◆ CHALLENGE ◆
Please write out each of the records below word for word, leaving out the pictures.
# # # #
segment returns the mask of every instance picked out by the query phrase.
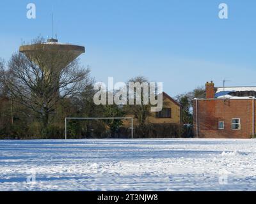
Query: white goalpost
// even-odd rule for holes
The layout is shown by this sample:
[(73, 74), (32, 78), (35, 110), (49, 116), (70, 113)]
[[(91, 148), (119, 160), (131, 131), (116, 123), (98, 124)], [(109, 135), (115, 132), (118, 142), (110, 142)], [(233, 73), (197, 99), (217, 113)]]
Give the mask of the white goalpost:
[(65, 139), (67, 140), (67, 125), (68, 120), (131, 120), (131, 139), (133, 139), (133, 118), (132, 117), (66, 117), (65, 119)]

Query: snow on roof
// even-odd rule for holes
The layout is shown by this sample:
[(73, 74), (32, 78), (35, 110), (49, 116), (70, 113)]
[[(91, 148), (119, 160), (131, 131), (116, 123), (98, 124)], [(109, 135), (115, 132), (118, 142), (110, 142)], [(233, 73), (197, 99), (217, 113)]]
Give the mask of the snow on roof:
[(217, 91), (215, 94), (216, 98), (248, 98), (248, 97), (233, 96), (229, 94), (234, 92), (241, 91), (255, 91), (256, 87), (216, 87)]

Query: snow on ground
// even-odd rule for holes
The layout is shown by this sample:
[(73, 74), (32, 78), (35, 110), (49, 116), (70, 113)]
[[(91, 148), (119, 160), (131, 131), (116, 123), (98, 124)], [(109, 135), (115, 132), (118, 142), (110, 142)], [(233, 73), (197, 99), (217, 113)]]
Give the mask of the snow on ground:
[(256, 191), (255, 140), (0, 140), (0, 191)]

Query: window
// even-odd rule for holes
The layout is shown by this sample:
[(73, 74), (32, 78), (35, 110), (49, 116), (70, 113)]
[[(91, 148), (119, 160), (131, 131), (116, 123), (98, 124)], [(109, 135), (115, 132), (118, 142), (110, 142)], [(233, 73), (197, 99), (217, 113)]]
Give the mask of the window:
[(163, 108), (161, 112), (156, 113), (156, 117), (158, 119), (172, 118), (172, 108)]
[(219, 121), (219, 129), (224, 129), (224, 121)]
[(232, 129), (241, 129), (240, 119), (234, 119), (232, 120)]

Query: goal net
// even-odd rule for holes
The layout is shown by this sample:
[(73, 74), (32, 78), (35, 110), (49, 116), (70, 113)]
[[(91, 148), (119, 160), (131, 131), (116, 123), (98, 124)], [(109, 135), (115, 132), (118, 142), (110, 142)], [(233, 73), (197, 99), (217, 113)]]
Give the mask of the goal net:
[(115, 138), (117, 133), (133, 139), (133, 118), (67, 117), (65, 119), (65, 140), (77, 138), (78, 135), (79, 138)]

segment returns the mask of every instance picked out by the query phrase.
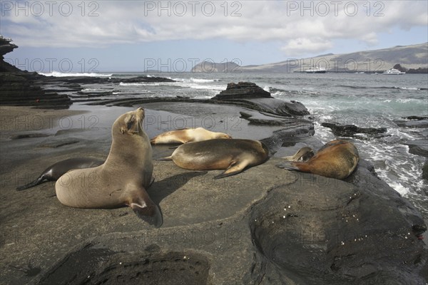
# # # #
◆ FULL SOLUTION ◆
segment returns the mask of every instance picked out by the query phrase.
Query: white goalpost
// even-odd rule for holes
The layout is shown by this sample:
[(73, 74), (32, 78), (35, 110), (49, 116), (70, 113)]
[[(91, 148), (119, 160), (131, 131), (116, 123), (98, 124)], [(109, 135), (115, 132), (118, 142), (110, 142)], [(233, 73), (197, 99), (217, 113)]]
Give the mask of the white goalpost:
[(65, 139), (67, 140), (67, 125), (68, 120), (131, 120), (131, 139), (133, 139), (133, 118), (132, 117), (66, 117), (65, 119)]

Query: snow on roof
// even-odd rule for holes
The layout is shown by this sample:
[(73, 74), (32, 78), (35, 110), (49, 116), (70, 113)]
[[(91, 148), (119, 160), (131, 131), (116, 123), (98, 124)], [(109, 135), (115, 132), (118, 142), (110, 142)], [(233, 73), (197, 99), (217, 113)]]
Give the mask of the snow on roof:
[(217, 91), (215, 94), (216, 98), (248, 98), (248, 97), (233, 96), (229, 94), (234, 92), (241, 91), (255, 91), (256, 87), (216, 87)]

Query: snow on ground
// even-odd rule for holes
The layout is shown by this sample:
[(73, 74), (32, 78), (35, 110), (49, 116), (70, 113)]
[[(91, 148), (119, 160), (131, 131), (116, 123), (98, 124)], [(109, 135), (115, 132), (118, 142), (110, 142)], [(233, 73), (197, 99), (217, 113)]]
Give the mask of the snow on ground:
[(256, 191), (255, 140), (0, 140), (0, 191)]

Query: window
// even-odd rule for holes
The layout is shown by this sample:
[(73, 74), (32, 78), (35, 110), (49, 116), (70, 113)]
[[(91, 148), (119, 160), (131, 131), (116, 123), (98, 124)], [(109, 135), (115, 132), (118, 142), (110, 142)], [(233, 73), (197, 99), (217, 113)]]
Give the mask of the window:
[(163, 108), (161, 112), (156, 113), (156, 117), (158, 119), (172, 118), (172, 108)]
[(219, 121), (219, 129), (224, 129), (224, 121)]
[(232, 129), (241, 129), (240, 119), (234, 119), (232, 120)]

Query: goal net
// even-odd rule for holes
The layout is shown by this sample:
[(73, 74), (32, 78), (35, 110), (49, 116), (70, 113)]
[[(91, 148), (119, 160), (131, 131), (116, 123), (98, 124)], [(109, 135), (115, 132), (118, 142), (110, 142)], [(233, 73), (197, 99), (217, 113)]]
Give the mask of the goal net:
[(115, 138), (117, 133), (133, 139), (133, 118), (67, 117), (65, 119), (65, 140), (77, 138), (78, 135), (79, 138)]

segment returns the mask of every instance picked out by the query phrase.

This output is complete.